--- start Exercise data ---
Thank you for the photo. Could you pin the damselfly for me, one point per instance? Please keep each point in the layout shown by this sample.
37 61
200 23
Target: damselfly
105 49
--- end Exercise data ---
> [What you are asked to do] Rewrite the listing above as a numbered list with one line per number, dropping any blank lines.

> [Response below]
1. Thank you for the photo. Could you pin the damselfly for me, one point per instance? Please keep each point in the layout shown by this sample.
2. 37 61
3. 200 23
4. Target: damselfly
5. 105 49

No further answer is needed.